Iran's hard-line Guardian Council (search) on Saturday approved a law that puts pressure on the government to develop nuclear technology that could be used to build atomic weapons, state run radio reported.

Parliament had passed the bill on May 15 and sent it to the Guardian Council for approval. The council must vet all bills before they become law.

The passing of the law does not force the government to resume uranium enrichment immediately but encourages it to pursue nuclear goals in spite of international pressure on Tehran over its nuclear program.

The law calls on the government to develop a nuclear fuel cycle, which would include resuming the process of enriching uranium — a prospect that has drawn criticism from the United States and Europe (search) because the technology could be used in developing atomic weapons.

Iran suspended enrichment last November under international pressure led by the United States. Iran maintains its program is peaceful and only aimed at generating electricity.

The legislation was viewed as strengthening the government's hand in negotiations with European Union representatives, allowing it to demonstrate domestic pressure to pursue its nuclear program as talks have deadlocked.

REQUIRED WORK:
[1] Condense the paragraph of the news report on Iran's nuclear law that begins "The law calls on the government" into a short bulleted list that keeps its main facts.
[2] Answer these questions from the news report on Iran's nuclear law:
(a) On what date did Parliament pass the bill?
(b) When did Iran suspend enrichment?
(c) According to Iran, what is its program aimed at?
[3] Extend the news report on Iran's nuclear law with the paragraphs that would come next after its final sentence.
The items that follow come from a separate source.

THE DATA:
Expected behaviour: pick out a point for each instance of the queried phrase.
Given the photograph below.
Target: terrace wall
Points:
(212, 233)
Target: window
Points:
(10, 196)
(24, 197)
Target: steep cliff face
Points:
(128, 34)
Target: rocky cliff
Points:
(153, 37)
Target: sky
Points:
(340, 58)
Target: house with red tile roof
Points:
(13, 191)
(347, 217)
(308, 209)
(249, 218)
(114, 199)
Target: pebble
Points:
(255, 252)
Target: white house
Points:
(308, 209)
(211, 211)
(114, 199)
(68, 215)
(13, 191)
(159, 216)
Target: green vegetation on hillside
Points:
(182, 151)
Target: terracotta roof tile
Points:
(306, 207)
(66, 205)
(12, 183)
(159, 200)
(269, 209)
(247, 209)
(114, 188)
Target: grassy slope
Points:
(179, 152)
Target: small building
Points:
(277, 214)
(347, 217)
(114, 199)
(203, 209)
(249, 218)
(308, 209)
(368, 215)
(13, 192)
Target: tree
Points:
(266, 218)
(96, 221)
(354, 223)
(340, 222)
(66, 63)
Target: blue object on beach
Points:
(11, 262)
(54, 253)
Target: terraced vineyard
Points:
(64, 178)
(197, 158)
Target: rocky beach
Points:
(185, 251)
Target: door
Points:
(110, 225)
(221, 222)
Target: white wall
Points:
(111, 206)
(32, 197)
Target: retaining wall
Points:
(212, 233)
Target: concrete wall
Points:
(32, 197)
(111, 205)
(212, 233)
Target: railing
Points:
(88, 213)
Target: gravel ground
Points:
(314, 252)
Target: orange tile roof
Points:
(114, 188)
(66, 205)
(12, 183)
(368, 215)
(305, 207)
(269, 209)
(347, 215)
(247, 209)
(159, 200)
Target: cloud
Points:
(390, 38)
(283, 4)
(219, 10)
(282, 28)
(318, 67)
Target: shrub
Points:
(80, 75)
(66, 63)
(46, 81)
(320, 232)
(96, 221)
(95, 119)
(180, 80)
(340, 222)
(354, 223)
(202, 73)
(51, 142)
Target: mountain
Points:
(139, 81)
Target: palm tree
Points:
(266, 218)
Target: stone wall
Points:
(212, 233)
---
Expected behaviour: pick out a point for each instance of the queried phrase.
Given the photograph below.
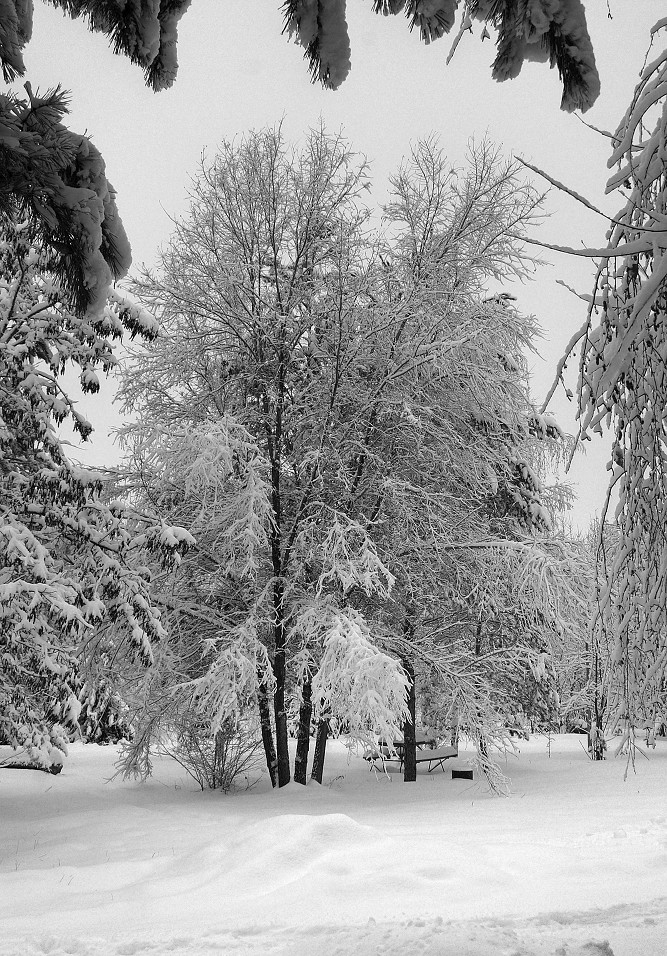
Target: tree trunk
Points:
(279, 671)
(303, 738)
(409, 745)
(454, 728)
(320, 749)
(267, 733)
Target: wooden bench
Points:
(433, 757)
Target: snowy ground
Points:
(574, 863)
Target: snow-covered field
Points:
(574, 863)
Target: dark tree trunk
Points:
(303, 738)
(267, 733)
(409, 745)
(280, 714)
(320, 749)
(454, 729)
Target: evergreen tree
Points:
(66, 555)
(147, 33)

TASK-BY-TASK RESULTS:
[1]
- The law urges the government to develop a nuclear fuel cycle.
- That would include resuming uranium enrichment.
- The United States and Europe have criticized this prospect because the technology could be used to develop atomic weapons.

[2]
(a) May 15
(b) Last November
(c) Generating electricity

[3]
Iran (search) agreed Wednesday to meet with European Union (search) negotiators for a new round of talks in the summer.

France, Britain and Germany, acting on behalf of the 25-nation European Union, want Tehran to abandon its enrichment activities in exchange for economic aid, technical support and backing for Iran's efforts to join the World Trade Organization (search).

The European Union has threatened to take Iran to the U.N. Security Council for possible sanctions if it again starts uranium reprocessing. Tehran says it won't give up its treaty rights to enrichment but is prepared to offer guarantees that its nuclear program won't be diverted to build weapons.